» **Objective**
Copy out the stretch of the records from the line containing "Could you please spot the gingerbread" through the end of the records, keeping every line exactly the same. Leave the pictures out of your answer.

» **Dataset content**
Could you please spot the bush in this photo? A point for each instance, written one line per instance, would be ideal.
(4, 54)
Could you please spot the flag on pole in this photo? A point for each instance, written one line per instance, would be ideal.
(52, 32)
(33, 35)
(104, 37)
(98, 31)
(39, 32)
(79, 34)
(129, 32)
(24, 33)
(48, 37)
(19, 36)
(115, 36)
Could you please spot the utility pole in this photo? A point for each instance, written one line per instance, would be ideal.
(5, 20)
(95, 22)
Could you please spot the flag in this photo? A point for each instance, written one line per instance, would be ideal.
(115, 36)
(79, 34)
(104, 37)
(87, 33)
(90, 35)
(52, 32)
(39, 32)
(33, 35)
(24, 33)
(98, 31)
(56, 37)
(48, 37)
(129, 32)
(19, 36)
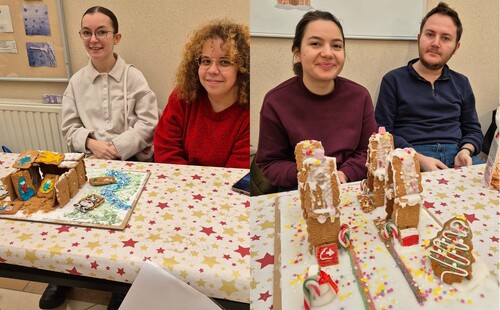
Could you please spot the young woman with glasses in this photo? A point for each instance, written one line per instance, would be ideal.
(95, 117)
(316, 104)
(207, 120)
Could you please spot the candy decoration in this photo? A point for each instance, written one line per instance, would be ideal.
(312, 287)
(345, 243)
(383, 228)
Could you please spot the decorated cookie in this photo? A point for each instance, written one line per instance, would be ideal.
(104, 180)
(450, 252)
(9, 207)
(50, 158)
(89, 203)
(25, 159)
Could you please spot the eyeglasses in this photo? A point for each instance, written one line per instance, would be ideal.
(86, 34)
(223, 63)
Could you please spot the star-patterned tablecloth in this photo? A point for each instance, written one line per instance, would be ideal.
(187, 220)
(446, 193)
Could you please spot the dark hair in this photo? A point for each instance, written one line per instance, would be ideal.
(443, 9)
(301, 28)
(107, 12)
(236, 39)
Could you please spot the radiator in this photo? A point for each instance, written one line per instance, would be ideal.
(31, 125)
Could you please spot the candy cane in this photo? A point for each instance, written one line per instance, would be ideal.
(390, 227)
(310, 287)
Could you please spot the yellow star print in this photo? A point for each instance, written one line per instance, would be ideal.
(31, 256)
(229, 287)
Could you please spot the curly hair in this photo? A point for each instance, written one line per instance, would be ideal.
(236, 38)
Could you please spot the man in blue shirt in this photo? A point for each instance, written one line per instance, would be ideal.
(429, 107)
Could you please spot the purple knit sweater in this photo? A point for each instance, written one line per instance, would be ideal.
(342, 120)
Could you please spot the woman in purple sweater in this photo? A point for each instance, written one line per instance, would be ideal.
(316, 104)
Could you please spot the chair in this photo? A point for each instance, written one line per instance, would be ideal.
(488, 137)
(156, 289)
(259, 184)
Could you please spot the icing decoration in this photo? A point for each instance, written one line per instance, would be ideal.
(24, 191)
(345, 243)
(450, 250)
(382, 228)
(319, 288)
(110, 191)
(89, 203)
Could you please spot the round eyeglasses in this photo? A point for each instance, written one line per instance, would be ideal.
(86, 34)
(223, 63)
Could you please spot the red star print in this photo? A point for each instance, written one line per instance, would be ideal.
(162, 205)
(265, 296)
(268, 259)
(62, 229)
(471, 217)
(73, 271)
(428, 205)
(198, 197)
(130, 243)
(255, 238)
(208, 230)
(443, 181)
(243, 251)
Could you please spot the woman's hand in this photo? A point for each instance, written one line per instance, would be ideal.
(102, 149)
(429, 163)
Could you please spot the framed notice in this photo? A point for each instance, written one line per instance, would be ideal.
(33, 45)
(360, 19)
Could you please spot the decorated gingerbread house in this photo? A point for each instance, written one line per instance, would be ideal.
(320, 201)
(379, 146)
(403, 188)
(43, 180)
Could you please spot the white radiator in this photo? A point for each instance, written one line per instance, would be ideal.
(31, 125)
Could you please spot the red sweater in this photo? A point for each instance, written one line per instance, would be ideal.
(191, 133)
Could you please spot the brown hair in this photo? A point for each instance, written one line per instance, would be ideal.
(236, 39)
(443, 9)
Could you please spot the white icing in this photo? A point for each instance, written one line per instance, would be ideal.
(408, 200)
(447, 244)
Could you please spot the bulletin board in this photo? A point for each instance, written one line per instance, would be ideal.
(33, 44)
(360, 19)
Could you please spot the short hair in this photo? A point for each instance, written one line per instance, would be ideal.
(105, 11)
(236, 38)
(443, 9)
(300, 29)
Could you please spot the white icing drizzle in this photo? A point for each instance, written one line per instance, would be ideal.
(451, 240)
(320, 178)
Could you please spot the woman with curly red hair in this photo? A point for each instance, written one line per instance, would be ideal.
(207, 120)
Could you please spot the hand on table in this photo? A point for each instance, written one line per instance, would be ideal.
(429, 163)
(102, 149)
(463, 158)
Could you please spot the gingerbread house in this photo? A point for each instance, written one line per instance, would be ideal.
(403, 188)
(379, 146)
(44, 180)
(320, 198)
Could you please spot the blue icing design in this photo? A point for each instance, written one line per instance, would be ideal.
(24, 191)
(109, 191)
(24, 160)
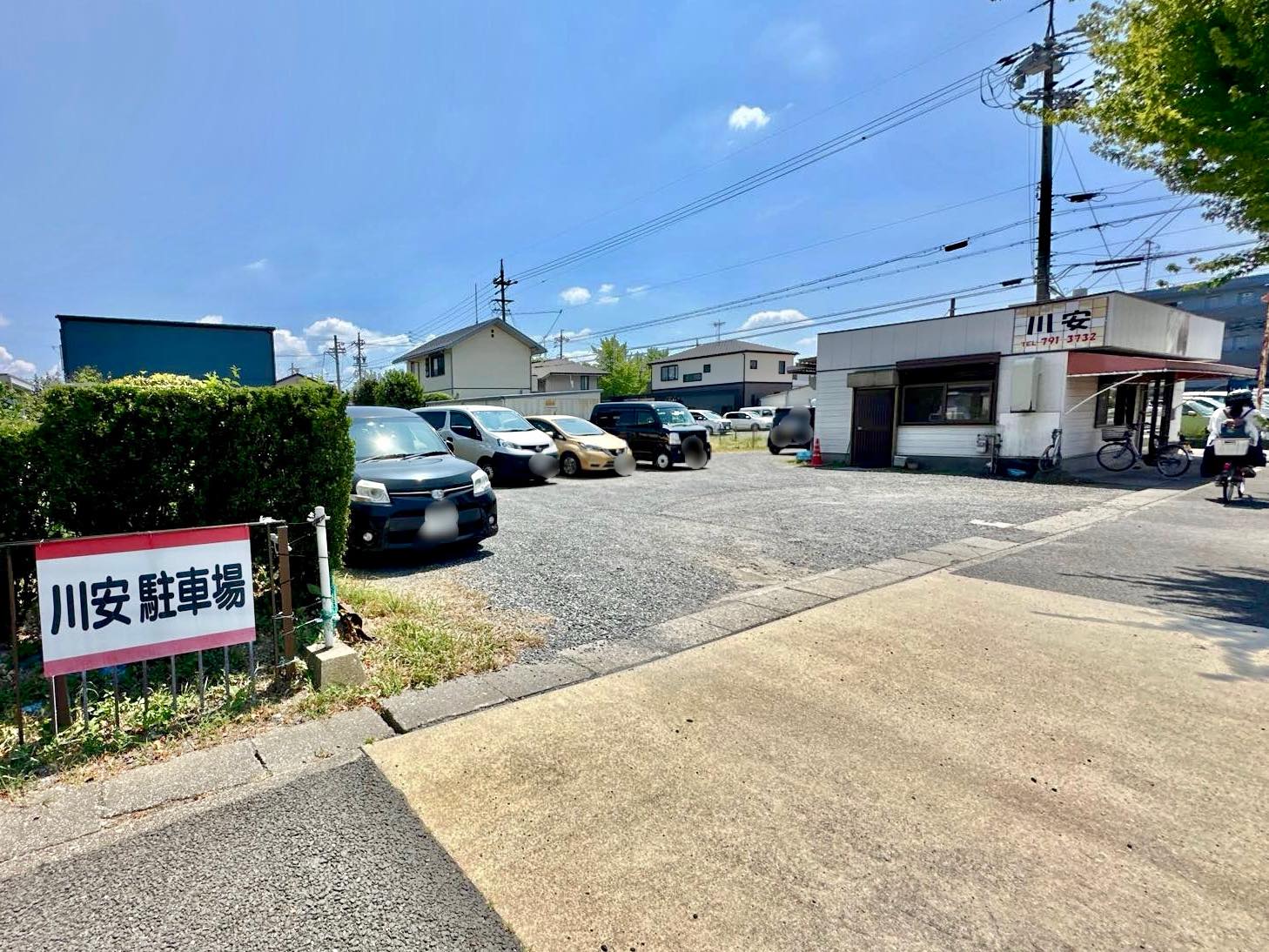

» **Completed exercise**
Could you please spot the gingerbread house in this photo? A point for each instance, written one line per instance, would be ideal.
(403, 188)
(379, 146)
(44, 180)
(320, 198)
Could you please spot the blue icing design in this photo? A point for each instance, written one line per instance, would be ideal.
(24, 191)
(109, 191)
(24, 160)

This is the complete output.